To do:
Return every line of each item below unchanged, character for character.

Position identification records
==========

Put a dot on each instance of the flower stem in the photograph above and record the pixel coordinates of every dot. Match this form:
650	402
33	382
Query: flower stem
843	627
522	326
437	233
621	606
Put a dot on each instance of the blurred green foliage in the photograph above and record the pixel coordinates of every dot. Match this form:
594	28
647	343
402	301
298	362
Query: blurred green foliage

==========

Complete output:
Put a dot on each instance of the flower stem in the photograph above and record the pixel coordinates of every dot. Match this form:
650	402
33	382
Query: flower stem
843	627
522	326
437	233
621	606
Put a dot on each instance of the blurred green foliage in the photograph above and record the pixel coordinates of every dot. Match this form:
594	28
647	343
402	301
298	362
Query: blurred green foliage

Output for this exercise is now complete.